Taking the line with "Target: rock strata layer" as the first and the line with "Target: hazy horizon" as the last, set down exactly every line in that range from the entries below, and no more.

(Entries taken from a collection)
-*-

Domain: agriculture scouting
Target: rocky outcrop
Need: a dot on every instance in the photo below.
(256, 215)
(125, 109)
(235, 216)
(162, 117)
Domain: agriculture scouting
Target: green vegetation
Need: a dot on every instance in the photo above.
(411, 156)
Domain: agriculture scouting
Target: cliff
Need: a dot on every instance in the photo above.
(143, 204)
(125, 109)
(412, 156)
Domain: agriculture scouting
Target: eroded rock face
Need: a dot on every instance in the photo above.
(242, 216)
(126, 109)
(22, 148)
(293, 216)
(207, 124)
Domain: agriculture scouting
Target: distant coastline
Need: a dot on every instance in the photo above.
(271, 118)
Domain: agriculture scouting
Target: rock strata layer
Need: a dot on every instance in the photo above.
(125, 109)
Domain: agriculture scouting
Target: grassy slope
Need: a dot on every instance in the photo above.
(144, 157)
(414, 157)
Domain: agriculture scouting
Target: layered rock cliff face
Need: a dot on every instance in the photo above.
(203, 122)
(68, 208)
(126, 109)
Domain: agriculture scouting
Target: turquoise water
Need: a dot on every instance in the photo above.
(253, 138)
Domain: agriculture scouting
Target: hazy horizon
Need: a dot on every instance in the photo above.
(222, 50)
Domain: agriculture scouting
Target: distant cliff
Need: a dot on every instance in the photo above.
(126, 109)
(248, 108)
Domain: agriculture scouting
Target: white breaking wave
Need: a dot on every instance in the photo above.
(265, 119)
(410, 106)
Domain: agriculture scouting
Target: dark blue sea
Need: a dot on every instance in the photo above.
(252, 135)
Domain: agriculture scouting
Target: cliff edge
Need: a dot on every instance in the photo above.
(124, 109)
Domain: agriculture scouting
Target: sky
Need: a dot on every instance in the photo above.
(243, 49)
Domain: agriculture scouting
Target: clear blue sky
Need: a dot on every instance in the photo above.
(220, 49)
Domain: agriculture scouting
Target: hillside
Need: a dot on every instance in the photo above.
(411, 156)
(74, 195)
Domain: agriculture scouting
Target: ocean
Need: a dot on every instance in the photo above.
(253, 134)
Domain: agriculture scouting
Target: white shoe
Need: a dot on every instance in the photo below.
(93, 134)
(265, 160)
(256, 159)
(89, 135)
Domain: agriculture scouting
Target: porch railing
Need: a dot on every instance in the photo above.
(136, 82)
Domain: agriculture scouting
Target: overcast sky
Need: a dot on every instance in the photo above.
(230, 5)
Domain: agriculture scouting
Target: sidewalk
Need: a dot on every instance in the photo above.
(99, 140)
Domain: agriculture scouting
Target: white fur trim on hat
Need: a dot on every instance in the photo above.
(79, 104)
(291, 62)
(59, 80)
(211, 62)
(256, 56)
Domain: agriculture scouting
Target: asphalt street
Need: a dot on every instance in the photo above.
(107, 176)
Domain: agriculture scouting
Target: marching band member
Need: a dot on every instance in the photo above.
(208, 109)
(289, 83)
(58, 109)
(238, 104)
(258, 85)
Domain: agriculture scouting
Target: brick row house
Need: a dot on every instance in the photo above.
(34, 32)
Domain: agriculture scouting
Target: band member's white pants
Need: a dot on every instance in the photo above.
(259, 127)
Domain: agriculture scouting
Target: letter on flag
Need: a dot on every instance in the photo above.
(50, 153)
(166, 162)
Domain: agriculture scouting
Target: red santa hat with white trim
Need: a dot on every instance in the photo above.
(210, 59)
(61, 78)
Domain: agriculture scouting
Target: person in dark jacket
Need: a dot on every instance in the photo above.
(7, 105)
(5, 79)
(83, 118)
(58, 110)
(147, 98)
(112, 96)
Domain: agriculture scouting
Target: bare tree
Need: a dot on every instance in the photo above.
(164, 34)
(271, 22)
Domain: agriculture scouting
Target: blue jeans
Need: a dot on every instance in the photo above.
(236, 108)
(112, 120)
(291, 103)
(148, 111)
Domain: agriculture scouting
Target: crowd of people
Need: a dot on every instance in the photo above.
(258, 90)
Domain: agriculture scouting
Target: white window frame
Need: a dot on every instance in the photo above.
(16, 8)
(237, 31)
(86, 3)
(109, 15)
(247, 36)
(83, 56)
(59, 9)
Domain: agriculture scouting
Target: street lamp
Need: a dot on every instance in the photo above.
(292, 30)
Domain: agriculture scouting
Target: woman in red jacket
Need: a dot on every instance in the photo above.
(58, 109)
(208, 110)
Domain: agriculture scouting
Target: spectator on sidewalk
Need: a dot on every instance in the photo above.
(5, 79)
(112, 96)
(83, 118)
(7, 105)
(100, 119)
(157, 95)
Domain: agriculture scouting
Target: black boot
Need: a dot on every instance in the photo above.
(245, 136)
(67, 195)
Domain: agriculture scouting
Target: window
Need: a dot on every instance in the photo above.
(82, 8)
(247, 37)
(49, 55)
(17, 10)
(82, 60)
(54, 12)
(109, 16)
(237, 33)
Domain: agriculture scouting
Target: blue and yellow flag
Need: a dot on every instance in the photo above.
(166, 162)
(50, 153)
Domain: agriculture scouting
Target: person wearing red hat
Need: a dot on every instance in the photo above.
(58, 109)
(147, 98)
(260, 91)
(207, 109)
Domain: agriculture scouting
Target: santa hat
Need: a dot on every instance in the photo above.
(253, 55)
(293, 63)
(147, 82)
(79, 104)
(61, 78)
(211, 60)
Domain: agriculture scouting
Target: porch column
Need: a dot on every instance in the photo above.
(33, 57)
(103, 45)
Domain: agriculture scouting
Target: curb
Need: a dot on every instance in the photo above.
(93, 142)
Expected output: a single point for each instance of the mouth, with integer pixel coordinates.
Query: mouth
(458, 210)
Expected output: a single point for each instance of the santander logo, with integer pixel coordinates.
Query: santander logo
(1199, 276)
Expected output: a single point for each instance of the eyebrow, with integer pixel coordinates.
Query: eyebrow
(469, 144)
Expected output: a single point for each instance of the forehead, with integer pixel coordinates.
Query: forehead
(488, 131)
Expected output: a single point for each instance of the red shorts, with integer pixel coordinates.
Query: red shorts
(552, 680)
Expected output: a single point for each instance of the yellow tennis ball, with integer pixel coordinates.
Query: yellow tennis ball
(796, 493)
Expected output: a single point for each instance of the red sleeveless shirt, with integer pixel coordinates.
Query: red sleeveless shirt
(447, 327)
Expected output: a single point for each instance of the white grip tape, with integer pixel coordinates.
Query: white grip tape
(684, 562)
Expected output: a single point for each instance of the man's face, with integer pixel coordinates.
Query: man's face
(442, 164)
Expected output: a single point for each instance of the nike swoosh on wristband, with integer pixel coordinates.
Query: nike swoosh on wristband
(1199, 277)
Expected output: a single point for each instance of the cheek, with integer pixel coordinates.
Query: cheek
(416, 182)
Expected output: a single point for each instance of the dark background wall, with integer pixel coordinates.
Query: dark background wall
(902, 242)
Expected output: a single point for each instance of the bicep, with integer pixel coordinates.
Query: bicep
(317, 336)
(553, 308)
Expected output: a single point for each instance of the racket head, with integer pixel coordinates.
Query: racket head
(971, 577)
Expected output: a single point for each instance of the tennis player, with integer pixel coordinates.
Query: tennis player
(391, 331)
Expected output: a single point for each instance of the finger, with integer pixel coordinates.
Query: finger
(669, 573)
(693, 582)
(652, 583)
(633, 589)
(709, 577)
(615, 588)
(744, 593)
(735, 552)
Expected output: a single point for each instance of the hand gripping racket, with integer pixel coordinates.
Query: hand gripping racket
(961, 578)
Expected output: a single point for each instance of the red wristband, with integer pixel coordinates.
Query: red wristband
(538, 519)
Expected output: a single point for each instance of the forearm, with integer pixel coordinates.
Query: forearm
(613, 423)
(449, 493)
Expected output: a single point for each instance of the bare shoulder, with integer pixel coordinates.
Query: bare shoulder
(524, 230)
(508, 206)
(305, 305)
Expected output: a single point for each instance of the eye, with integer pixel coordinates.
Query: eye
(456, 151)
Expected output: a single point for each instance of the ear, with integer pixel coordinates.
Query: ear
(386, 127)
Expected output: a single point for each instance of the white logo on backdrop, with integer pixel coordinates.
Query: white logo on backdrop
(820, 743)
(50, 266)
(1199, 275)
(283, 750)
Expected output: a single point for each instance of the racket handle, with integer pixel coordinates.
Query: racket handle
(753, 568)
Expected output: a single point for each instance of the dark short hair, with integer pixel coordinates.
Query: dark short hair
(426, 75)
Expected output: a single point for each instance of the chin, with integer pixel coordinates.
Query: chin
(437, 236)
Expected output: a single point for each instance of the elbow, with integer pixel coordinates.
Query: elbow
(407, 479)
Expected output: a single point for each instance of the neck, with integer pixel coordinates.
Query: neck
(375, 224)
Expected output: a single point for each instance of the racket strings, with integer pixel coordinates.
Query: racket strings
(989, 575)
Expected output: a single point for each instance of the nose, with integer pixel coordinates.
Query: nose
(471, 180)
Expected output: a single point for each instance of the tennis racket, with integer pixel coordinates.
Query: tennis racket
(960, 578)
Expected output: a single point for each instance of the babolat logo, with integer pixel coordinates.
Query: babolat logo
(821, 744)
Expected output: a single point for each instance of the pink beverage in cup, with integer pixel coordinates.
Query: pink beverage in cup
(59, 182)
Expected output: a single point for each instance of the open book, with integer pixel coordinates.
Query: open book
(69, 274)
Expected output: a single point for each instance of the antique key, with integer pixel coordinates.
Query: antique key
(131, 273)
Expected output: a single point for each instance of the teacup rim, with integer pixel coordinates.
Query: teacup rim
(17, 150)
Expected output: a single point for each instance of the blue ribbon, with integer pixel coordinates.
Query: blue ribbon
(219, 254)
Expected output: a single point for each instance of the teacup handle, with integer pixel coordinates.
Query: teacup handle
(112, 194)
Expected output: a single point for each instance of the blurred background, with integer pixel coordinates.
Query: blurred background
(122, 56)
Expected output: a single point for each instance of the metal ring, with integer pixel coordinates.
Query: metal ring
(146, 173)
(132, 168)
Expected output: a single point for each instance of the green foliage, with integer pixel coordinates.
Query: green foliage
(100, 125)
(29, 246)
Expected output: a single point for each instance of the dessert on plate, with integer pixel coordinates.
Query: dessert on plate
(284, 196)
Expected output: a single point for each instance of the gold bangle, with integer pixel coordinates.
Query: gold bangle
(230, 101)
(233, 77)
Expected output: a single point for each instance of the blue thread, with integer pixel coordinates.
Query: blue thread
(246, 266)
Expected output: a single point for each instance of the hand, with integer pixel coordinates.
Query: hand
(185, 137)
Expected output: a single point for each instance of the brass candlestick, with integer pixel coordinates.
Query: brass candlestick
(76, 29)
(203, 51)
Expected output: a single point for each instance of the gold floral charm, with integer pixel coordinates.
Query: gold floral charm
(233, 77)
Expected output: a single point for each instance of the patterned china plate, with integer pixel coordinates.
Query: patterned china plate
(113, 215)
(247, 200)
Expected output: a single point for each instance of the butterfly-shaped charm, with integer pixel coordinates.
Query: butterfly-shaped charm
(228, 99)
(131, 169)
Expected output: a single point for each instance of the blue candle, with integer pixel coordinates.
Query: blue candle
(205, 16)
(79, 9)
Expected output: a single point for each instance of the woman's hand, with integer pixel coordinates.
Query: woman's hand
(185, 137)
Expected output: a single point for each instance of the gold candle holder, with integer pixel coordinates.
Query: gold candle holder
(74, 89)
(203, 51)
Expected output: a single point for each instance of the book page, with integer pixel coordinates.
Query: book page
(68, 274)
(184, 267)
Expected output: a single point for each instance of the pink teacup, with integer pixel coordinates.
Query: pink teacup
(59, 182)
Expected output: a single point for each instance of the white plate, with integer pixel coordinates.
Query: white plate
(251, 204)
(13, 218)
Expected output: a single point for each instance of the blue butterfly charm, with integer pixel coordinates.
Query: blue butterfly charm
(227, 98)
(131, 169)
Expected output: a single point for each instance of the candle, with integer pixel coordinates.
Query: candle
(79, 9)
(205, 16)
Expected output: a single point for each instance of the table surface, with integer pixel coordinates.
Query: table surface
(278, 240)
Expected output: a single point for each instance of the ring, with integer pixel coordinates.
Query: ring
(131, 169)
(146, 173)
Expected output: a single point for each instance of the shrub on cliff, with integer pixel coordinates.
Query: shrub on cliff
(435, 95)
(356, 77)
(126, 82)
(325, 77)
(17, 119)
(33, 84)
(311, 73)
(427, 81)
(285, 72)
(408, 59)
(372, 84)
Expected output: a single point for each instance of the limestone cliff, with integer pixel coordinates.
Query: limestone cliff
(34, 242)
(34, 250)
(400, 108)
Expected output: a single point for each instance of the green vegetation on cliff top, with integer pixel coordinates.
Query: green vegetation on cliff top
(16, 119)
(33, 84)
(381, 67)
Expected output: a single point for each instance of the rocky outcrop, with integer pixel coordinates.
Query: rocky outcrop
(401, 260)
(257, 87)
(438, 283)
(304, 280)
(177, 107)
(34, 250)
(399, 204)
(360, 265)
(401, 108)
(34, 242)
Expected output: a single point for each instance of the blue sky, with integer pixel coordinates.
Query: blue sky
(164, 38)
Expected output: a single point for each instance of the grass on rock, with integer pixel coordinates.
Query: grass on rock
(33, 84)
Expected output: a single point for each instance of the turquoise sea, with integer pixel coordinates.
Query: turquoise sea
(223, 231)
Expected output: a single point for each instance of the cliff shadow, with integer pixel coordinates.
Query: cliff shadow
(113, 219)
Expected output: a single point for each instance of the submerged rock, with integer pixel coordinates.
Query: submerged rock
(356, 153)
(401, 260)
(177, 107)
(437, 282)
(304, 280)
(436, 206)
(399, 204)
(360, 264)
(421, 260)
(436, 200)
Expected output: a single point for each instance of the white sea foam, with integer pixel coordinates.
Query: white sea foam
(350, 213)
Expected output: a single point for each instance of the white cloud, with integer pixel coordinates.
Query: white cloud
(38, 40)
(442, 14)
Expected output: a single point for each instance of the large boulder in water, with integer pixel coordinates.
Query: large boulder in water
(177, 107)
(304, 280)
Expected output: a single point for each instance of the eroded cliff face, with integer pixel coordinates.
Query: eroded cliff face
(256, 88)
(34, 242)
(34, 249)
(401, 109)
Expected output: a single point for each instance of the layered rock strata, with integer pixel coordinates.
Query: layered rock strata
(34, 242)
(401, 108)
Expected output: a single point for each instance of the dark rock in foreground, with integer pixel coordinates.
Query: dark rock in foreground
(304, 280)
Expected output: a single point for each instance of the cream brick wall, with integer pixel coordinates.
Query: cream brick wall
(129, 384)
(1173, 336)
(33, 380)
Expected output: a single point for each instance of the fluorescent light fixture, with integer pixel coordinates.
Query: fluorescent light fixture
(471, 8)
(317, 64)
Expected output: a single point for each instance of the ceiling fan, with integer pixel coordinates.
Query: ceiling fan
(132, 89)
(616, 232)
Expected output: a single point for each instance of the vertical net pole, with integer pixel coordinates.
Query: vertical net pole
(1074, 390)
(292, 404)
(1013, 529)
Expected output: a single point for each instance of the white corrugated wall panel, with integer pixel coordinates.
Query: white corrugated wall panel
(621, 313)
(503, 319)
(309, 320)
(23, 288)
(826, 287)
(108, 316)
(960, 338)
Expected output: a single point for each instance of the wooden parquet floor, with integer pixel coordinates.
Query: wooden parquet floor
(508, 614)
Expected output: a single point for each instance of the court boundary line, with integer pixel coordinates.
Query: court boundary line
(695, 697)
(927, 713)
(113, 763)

-*-

# [Written answer]
Target: rock strata layer
Need: a dot on every instance in the photo above.
(125, 109)
Domain: agriculture scouting
Target: grassy slope
Need: a dot on every instance in the photo above.
(144, 157)
(414, 157)
Domain: agriculture scouting
Target: layered rock cliff face
Need: a dot on every instance in the photo above.
(203, 122)
(68, 208)
(126, 109)
Domain: agriculture scouting
Target: turquoise water
Need: a dot on every instance in the photo above.
(253, 138)
Domain: agriculture scouting
Target: hazy horizon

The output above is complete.